## [Exercise directions]
In the listing below, write out exactly each line from the first through the one containing "Query: puppy's chest".

## [Materials provided]
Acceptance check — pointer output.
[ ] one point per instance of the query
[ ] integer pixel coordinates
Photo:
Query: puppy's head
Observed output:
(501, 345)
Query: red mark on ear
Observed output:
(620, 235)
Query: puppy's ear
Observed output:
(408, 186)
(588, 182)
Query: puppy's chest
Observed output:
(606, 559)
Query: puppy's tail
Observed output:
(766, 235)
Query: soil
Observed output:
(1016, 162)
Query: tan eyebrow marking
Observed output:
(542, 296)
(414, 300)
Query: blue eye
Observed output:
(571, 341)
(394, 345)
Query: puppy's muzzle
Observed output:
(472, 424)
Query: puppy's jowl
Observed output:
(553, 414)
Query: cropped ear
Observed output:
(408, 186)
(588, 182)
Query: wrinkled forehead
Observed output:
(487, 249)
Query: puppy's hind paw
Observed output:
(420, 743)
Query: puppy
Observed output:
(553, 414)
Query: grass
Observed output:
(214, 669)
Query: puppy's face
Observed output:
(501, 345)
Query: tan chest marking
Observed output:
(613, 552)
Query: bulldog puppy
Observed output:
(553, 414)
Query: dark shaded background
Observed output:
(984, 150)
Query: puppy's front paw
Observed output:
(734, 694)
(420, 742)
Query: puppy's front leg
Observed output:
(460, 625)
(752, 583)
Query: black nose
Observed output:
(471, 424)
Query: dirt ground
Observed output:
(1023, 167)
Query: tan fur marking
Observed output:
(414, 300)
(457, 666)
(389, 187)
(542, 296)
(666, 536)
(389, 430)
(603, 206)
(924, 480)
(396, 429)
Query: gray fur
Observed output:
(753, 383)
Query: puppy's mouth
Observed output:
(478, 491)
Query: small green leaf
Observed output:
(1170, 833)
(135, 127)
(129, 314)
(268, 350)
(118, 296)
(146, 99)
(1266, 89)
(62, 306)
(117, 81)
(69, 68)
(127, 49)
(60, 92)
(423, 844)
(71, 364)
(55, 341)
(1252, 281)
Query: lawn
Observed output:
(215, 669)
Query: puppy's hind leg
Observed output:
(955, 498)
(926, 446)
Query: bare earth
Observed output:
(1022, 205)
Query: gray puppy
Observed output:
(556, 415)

## [Result of the task]
Acceptance check — pointer output.
[ ] one point per instance of the query
[ ] integer pixel coordinates
Photo:
Query: puppy's head
Observed output:
(501, 345)
Query: red mark on ear
Observed output:
(620, 235)
Query: puppy's ear
Observed output:
(408, 186)
(588, 182)
Query: puppy's chest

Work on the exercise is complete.